Все так противоречиво в Америке. Даже исполнение предписаний не гарантирует вашему сознанию покоя.
Это напоминает мне один эпизод в Италии, точнее, в Неаполе.
Жан-Пьер Омон, актер и мой друг, смог благодаря связям получить для меня разрешение посетить французские части, в которых он служил. Он примчался в джипе на день раньше, чем я ждала. От него исходил странный запах. «Я спал под танком рядом с мертвым сенегальцем, – сказал он. – Ты уж извини».
Мы нагрели воду, и впервые за многие недели он смог принять ванну.
Жан-Пьер Омон – очень воспитанный и высокообразованный человек, с великолепным чувством юмора.
Еще до наступления рассвета мы сели в джип и поехали к месту его назначения. Мы родились под одним знаком. Он – Козерог, и я тоже. Поэтому мы знали, что делали, – так нам казалось. У него была карта местности, но это нам не помогло – через несколько часов мы застряли в грязи. Джип не двигался с места. Чисто на французский манер и по солдатскому обыкновению он сказал: «Оставим его».
Была слышна далекая канонада. Чтобы добраться до места, предстояло пересечь реку, а дорогу к ней преграждало огромное поле, на котором трепыхалась масса белых лент, ветер срывал их с колышков, на которых они были натянуты над самой поверхностью земли. Мы поняли, что находимся перед минным полем. Выйти к реке необходимо, но все ближайшие мосты были взорваны.
Оставалось одно: идти через минное поле. Я сказала Жан-Пьеру: «Послушай, ты молод, у тебя вся жизнь впереди. Я пойду первой, а ты – за мной, след в след, пока мы не пересечем это поле. Если я взлечу на воздух, то прежде, чем ты ступишь на эту проклятую мину».
Он не мог принять мое предложение, спорил, настаивал: «Я пойду первым, а ты – по моим следам». Нужно было только видеть нас. Теперь, по прошествии времени, сцена представляется трагикомичной. Немка и француз в Италии чрезвычайно учтиво дискутировали о том, кому более пристало первым взлететь на воздух!
Конечно, диспут выиграл он. К счастью, мы благополучно пересекли поле, перешли реку, прыгая с камня на камень. И, совершенно промокшие, очутились на другом берегу.

(Записи из источника данных)
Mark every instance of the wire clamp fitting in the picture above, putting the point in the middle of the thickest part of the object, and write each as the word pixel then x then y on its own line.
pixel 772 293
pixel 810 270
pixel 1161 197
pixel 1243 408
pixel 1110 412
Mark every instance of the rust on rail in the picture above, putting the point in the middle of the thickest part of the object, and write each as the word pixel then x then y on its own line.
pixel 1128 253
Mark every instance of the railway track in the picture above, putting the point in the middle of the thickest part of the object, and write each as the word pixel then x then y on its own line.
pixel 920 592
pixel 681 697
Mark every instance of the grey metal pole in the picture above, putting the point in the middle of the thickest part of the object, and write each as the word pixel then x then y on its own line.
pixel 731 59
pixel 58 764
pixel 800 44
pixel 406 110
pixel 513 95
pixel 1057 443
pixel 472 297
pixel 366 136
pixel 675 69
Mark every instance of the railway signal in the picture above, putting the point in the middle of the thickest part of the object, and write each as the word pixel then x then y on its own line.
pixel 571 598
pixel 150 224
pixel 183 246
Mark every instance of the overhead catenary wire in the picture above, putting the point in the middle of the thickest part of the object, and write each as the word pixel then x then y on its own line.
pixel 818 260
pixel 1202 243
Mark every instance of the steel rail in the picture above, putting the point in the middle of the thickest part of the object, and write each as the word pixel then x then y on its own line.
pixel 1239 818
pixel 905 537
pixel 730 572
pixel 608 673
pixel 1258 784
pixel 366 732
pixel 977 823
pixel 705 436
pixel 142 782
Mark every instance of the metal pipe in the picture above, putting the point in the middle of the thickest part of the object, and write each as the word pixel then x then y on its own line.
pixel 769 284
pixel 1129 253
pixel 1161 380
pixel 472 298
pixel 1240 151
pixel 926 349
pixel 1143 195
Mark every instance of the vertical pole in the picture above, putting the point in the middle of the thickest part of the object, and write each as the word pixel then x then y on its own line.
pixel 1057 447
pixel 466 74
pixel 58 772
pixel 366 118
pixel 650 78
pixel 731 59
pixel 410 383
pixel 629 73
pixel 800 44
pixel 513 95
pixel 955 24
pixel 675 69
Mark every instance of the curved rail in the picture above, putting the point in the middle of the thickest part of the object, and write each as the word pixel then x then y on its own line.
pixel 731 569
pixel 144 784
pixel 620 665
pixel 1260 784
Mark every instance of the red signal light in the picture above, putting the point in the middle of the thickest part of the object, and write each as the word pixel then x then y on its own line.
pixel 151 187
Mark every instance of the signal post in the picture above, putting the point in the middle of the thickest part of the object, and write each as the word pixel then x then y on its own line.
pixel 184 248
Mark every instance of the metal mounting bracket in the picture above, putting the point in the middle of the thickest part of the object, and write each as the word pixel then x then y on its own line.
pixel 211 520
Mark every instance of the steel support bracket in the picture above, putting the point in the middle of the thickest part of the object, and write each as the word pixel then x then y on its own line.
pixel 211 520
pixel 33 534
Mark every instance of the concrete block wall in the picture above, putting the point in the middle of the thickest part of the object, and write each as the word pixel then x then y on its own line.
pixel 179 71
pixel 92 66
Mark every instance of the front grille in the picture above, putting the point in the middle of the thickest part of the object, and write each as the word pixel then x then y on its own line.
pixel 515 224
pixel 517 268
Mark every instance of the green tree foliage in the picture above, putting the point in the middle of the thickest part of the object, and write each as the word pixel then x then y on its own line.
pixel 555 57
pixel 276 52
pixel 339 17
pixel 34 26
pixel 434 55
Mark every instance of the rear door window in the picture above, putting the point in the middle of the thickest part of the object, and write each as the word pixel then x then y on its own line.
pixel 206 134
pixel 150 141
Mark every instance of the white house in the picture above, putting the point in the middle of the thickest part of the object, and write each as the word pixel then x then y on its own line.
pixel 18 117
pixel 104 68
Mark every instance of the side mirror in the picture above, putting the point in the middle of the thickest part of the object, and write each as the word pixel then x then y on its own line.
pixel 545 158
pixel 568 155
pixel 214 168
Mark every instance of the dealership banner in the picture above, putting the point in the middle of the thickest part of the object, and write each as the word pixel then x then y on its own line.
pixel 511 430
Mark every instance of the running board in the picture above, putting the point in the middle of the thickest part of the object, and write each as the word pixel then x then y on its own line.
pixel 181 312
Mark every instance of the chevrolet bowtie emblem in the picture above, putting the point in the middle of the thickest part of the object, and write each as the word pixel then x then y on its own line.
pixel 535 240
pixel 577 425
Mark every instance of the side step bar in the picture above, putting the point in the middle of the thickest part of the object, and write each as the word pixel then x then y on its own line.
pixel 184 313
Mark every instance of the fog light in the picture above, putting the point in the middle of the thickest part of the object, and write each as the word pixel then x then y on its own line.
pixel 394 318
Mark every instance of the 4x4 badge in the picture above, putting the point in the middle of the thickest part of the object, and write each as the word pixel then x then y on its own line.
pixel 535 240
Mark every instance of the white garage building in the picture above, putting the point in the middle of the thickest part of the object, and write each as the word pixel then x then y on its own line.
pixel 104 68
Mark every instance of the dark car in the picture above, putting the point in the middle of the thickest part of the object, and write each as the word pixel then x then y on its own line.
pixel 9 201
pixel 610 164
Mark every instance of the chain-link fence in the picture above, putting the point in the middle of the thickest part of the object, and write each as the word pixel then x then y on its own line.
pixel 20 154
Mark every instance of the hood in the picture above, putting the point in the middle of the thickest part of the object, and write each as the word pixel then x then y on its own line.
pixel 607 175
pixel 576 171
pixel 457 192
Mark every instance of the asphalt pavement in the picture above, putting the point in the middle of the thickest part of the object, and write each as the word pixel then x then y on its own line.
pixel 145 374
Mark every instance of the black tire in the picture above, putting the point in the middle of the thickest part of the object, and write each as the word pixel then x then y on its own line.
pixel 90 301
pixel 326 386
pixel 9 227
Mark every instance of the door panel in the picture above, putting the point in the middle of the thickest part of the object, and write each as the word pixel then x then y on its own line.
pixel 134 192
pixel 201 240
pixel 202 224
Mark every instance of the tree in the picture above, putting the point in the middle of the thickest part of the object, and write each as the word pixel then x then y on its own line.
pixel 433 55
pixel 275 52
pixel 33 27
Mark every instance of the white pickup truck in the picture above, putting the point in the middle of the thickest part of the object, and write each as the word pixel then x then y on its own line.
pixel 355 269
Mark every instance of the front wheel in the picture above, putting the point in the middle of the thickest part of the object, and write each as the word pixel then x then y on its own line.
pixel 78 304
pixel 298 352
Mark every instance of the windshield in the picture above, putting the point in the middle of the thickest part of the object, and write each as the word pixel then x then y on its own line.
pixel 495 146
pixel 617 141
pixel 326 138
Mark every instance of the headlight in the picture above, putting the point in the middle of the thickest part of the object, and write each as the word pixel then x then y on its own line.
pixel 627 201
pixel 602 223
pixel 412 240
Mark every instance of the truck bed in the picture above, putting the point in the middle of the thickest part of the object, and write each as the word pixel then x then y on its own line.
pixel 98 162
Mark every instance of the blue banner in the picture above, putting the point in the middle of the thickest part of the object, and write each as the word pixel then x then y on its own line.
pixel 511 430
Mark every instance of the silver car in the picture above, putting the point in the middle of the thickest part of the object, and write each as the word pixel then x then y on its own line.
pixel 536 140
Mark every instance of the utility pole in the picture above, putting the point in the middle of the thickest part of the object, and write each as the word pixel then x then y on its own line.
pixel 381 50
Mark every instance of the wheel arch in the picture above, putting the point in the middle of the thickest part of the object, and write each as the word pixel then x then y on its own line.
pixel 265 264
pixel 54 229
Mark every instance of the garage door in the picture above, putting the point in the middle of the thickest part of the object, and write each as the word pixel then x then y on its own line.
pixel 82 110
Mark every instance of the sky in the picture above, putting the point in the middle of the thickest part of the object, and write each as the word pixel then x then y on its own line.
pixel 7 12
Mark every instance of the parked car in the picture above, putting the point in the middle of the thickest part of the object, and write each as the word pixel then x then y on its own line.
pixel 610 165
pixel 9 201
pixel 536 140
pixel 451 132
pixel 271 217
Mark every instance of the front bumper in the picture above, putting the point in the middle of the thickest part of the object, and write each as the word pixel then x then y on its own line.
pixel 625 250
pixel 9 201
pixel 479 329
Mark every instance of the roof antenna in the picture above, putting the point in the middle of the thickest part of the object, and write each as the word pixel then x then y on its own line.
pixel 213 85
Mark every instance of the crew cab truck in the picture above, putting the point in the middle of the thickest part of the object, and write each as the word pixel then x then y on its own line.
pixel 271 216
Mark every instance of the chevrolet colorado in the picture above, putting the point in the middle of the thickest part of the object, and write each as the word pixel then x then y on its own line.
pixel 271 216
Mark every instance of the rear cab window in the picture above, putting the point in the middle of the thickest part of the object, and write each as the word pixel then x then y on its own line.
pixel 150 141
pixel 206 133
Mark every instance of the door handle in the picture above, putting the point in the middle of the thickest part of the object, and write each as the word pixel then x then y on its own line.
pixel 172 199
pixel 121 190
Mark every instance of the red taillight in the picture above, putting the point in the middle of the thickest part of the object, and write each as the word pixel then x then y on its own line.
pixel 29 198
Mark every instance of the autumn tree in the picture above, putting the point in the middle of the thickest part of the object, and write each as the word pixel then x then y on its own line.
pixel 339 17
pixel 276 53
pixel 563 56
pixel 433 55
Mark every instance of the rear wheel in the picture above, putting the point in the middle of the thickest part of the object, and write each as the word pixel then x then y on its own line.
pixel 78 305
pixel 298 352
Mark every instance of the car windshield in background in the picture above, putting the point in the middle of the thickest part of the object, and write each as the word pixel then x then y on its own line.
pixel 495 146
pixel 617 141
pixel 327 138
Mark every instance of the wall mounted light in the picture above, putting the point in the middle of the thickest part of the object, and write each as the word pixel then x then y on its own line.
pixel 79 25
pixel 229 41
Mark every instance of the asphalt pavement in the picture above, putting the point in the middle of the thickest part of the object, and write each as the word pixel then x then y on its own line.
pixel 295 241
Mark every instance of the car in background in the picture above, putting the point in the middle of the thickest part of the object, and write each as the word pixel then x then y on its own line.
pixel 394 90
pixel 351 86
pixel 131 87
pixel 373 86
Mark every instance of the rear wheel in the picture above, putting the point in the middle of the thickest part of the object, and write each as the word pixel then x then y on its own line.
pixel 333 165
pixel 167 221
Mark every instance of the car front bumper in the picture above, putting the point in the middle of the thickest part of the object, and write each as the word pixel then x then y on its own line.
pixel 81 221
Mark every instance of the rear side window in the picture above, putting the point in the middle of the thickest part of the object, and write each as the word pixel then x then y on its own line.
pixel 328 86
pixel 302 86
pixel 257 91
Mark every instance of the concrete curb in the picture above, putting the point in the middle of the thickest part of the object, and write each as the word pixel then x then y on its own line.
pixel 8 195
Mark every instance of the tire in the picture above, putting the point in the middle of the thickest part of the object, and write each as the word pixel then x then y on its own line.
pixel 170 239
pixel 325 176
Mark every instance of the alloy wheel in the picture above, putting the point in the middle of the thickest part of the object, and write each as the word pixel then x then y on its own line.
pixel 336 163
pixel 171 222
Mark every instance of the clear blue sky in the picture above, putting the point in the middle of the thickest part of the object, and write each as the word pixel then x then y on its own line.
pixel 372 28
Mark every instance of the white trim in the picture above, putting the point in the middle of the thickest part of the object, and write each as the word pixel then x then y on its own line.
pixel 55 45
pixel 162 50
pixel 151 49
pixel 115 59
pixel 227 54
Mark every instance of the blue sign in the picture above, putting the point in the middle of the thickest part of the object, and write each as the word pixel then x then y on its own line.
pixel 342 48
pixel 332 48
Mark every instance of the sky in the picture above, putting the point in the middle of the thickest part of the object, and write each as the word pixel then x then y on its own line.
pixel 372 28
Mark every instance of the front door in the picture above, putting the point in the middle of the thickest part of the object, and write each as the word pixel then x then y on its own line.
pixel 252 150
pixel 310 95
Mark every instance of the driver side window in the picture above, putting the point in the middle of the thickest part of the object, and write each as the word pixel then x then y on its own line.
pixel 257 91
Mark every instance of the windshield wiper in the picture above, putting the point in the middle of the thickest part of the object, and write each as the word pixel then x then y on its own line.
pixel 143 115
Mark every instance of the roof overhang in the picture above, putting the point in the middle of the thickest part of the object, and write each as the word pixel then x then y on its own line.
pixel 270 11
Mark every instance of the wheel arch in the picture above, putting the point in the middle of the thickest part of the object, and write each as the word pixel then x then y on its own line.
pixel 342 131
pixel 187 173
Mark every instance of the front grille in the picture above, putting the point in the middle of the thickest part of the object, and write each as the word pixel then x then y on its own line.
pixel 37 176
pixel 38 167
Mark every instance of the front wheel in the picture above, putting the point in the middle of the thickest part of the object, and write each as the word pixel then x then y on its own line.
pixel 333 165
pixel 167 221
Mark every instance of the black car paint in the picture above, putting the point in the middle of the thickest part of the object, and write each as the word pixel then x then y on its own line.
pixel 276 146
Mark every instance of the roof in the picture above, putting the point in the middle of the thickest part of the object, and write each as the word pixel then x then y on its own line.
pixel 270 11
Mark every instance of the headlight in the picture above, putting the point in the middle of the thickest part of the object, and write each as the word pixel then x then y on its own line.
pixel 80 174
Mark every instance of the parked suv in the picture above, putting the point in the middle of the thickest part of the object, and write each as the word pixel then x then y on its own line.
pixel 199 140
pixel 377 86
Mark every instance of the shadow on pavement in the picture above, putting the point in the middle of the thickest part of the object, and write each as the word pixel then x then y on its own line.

§ Учебное задание A:
Ответьте на вопросы по отрывку о переходе через минное поле.
(i) Где, по словам Жан-Пьера Омона, он спал перед приездом?
(ii) Почему к реке нельзя было выйти по мосту?
(iii) Как путники перебрались через реку?
§ Учебное задание B: Дословно выпишите из отрывка о переходе через минное поле фрагмент между словами «Жан-Пьер Омон, актер» и «великолепным чувством юмора.» включительно.

§ Ответ к заданию A:
(i) Под танком рядом с мертвым сенегальцем.
(ii) Все ближайшие мосты были взорваны.
(iii) Они перешли реку, прыгая с камня на камень.

§ Ответ к заданию B:
Жан-Пьер Омон, актер и мой друг, смог благодаря связям получить для меня разрешение посетить французские части, в которых он служил. Он примчался в джипе на день раньше, чем я ждала. От него исходил странный запах. «Я спал под танком рядом с мертвым сенегальцем, – сказал он. – Ты уж извини».
Мы нагрели воду, и впервые за многие недели он смог принять ванну.
Жан-Пьер Омон – очень воспитанный и высокообразованный человек, с великолепным чувством юмора.